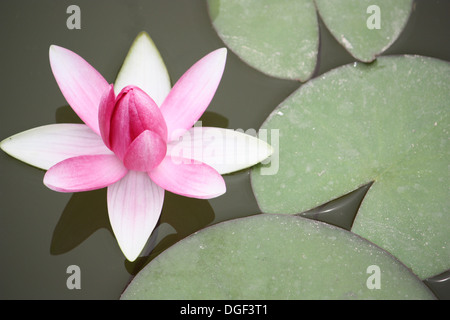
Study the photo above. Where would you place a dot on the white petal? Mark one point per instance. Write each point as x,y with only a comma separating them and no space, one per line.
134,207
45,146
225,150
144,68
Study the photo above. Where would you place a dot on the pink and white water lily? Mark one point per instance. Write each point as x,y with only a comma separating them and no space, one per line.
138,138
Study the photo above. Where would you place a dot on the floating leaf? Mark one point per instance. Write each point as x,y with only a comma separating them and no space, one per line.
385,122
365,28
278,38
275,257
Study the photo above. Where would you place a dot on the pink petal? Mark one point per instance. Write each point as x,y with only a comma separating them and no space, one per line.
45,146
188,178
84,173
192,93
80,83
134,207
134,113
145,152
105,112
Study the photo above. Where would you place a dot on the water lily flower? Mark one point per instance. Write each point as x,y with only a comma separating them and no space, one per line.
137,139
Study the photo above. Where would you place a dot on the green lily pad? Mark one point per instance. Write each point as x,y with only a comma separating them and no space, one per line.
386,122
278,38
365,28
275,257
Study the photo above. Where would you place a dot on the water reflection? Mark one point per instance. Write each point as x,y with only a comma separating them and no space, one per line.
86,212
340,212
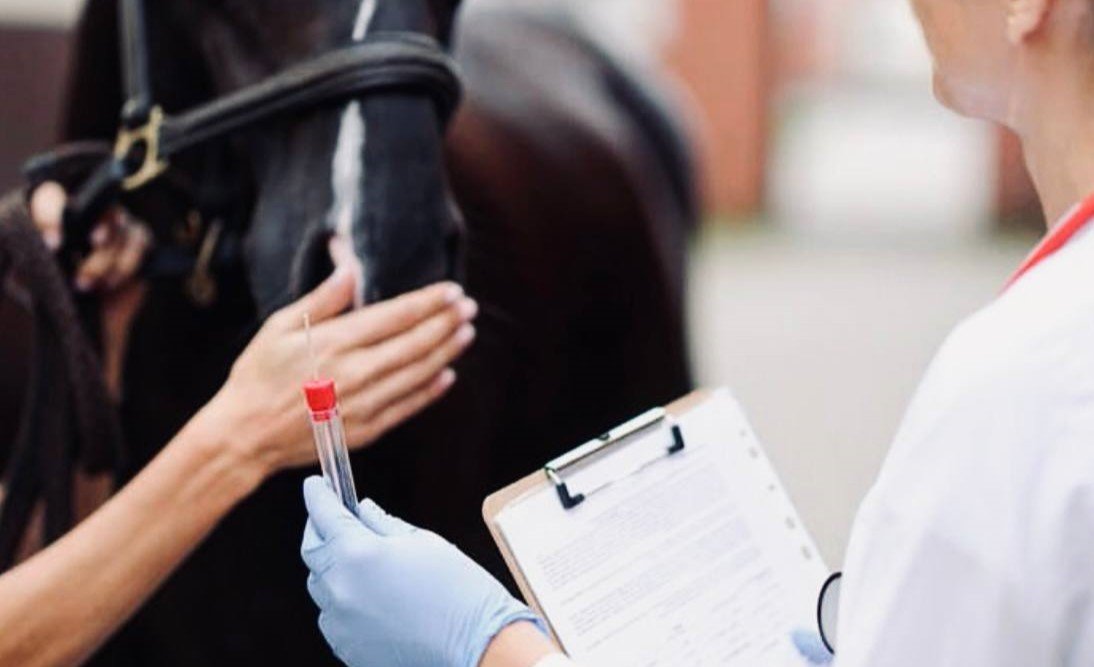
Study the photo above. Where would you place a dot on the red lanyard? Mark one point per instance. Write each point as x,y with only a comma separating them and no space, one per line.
·····
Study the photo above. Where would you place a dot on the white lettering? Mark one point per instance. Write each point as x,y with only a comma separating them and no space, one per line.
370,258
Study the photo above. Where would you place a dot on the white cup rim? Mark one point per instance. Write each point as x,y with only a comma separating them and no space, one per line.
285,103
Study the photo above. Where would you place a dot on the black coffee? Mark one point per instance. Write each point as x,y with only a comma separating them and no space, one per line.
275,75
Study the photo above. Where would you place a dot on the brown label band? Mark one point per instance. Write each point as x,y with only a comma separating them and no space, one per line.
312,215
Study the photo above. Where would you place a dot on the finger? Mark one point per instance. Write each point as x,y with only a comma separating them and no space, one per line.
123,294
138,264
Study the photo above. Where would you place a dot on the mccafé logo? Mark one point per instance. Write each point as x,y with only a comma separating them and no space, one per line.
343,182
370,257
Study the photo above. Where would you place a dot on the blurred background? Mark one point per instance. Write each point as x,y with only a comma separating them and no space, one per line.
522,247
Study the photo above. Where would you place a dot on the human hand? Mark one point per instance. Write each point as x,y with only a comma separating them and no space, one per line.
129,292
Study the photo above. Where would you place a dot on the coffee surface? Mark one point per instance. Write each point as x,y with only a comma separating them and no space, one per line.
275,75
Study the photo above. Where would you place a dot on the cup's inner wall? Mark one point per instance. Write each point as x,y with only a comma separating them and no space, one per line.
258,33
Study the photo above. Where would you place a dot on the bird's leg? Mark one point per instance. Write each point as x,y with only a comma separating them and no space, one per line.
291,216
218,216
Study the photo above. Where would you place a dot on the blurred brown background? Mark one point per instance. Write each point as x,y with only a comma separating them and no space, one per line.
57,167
·····
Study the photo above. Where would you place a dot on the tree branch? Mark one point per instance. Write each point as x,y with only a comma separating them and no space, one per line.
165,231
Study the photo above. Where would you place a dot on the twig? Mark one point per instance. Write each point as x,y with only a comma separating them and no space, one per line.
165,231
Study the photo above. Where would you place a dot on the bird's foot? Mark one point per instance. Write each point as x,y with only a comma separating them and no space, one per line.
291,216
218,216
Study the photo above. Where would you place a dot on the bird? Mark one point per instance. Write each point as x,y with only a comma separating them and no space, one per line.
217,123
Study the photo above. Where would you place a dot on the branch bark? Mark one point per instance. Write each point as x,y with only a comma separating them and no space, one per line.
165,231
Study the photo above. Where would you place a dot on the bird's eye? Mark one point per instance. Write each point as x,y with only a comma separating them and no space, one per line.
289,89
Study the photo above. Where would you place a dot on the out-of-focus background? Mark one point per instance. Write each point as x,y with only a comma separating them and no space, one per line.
·····
Task to complete => Move the lines from the one with "the water reflection?" up to and including the one with "the red lanyard?" into your reply, adding 124 to every number in the point coordinates. Keep the requests but leave the pictures out.

Task result =>
Study the photo above. Where would you place a dot on the water reflection? Mark one point per instance. Write each point as x,y with only a comma separating them and no space, one per line.
210,336
464,336
Study the photo above. Where would you place a dot on the red lanyard? Mark one point per instance. Write each point as x,y with only a comma separating them and no space, one per line.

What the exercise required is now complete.